● AIM OF THE EXERCISE: Output exactly the lines from the one holding "Exercise. For every instance of the dirt" through the final line of the entries.

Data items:
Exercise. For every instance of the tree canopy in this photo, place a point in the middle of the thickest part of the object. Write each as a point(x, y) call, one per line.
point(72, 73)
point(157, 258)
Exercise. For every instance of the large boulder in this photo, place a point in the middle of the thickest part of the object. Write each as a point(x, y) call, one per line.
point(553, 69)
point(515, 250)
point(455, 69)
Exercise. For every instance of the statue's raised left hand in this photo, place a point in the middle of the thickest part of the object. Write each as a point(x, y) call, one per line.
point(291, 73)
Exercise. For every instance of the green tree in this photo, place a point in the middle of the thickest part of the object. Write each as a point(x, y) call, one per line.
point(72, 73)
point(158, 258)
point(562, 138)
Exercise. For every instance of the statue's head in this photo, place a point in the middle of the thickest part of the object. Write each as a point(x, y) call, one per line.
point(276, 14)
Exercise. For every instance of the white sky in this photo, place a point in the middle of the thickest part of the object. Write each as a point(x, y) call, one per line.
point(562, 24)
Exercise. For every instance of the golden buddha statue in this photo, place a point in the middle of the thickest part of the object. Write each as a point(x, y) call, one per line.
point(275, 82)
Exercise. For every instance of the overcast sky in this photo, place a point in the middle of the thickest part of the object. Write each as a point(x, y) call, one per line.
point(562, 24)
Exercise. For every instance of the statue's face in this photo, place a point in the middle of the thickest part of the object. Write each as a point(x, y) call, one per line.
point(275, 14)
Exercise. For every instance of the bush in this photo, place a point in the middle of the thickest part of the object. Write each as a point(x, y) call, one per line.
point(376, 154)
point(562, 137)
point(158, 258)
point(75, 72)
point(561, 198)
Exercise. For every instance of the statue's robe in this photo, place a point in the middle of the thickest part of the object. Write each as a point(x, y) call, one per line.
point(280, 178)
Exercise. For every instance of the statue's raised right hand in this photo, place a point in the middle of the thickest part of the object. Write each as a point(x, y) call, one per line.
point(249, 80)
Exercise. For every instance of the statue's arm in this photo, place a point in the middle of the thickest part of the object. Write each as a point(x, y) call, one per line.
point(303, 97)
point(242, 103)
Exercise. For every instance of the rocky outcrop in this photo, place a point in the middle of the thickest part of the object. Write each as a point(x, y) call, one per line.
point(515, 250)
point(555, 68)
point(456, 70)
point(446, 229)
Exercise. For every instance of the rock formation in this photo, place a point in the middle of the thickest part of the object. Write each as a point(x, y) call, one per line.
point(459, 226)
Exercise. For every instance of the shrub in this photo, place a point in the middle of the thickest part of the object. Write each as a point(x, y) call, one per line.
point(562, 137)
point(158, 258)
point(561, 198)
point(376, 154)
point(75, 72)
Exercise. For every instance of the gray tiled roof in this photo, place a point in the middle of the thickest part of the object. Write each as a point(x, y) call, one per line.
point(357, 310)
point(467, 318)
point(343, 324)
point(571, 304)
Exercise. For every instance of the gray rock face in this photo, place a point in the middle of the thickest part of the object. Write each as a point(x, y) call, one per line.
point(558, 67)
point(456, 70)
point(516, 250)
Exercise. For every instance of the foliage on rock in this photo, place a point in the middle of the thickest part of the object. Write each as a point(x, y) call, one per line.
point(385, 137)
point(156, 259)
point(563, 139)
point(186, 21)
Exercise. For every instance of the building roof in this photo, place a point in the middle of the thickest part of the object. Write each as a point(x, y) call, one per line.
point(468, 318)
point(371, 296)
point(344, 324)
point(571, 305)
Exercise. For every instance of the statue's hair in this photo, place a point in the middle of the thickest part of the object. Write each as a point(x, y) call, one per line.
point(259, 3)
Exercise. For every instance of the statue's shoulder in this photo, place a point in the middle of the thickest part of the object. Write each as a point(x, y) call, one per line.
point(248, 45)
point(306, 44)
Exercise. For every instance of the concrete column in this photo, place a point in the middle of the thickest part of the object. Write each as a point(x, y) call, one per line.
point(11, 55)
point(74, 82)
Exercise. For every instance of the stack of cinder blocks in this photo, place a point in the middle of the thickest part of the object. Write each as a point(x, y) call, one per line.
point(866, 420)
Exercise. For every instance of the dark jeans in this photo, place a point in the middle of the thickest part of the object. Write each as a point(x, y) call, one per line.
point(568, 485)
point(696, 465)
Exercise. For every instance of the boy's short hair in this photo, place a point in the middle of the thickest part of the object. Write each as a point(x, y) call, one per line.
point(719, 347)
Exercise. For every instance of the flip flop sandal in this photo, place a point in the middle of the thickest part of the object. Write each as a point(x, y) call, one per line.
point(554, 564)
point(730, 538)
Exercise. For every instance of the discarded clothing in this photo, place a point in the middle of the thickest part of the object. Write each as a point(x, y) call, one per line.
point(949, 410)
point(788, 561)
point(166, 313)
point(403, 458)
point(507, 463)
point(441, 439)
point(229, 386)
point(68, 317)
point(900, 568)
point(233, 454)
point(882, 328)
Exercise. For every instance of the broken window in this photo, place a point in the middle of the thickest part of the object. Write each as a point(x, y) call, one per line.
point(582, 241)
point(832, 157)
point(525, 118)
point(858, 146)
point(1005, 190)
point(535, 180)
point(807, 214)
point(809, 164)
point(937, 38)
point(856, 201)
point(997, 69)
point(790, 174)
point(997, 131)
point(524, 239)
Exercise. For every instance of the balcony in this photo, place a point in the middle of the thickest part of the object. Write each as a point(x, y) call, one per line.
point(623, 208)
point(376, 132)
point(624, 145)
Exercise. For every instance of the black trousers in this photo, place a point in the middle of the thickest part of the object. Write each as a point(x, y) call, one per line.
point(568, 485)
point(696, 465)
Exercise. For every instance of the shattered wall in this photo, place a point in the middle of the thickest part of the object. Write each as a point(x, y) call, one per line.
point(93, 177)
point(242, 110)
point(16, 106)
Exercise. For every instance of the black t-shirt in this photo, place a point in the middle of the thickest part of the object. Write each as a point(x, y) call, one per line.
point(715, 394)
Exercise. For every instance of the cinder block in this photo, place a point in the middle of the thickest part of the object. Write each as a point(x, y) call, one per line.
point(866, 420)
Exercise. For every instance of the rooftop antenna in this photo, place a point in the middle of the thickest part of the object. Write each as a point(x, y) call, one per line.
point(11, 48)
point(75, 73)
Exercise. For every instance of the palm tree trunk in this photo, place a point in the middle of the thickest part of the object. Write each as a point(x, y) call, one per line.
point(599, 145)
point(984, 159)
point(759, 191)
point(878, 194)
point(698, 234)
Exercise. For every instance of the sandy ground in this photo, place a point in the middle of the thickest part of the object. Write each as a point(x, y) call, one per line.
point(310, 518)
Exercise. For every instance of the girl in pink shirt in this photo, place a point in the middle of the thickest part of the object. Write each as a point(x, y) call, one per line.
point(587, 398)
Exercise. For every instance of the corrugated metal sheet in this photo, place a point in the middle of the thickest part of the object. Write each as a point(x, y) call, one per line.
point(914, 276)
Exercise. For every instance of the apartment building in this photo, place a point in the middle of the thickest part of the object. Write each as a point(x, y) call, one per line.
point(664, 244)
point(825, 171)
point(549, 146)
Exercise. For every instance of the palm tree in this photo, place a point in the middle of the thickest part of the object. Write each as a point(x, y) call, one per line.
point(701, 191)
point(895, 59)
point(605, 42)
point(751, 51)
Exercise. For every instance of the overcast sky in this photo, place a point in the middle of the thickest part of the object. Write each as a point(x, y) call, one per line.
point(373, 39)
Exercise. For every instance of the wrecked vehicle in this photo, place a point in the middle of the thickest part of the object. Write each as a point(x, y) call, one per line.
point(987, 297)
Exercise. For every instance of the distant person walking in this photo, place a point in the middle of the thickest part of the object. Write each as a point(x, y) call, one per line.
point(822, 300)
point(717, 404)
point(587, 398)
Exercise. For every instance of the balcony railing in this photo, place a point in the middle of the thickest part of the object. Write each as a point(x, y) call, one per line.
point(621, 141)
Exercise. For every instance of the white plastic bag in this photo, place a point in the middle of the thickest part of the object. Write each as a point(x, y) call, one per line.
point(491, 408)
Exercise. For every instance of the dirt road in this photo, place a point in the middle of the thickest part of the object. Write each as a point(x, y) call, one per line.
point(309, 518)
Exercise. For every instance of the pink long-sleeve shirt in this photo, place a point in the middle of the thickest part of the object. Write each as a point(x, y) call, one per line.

● RESPONSE TO THIS EXERCISE:
Exercise. For every instance of the dirt road in this photo, place a point in the middle of the thickest part of the object. Write each as a point(x, y) call, one per line.
point(309, 518)
Exercise. For every instance of the pink long-sleeve shirt in this photo, place a point in the middle of the thickest part of the object. Write each as a point(x, y) call, one per line.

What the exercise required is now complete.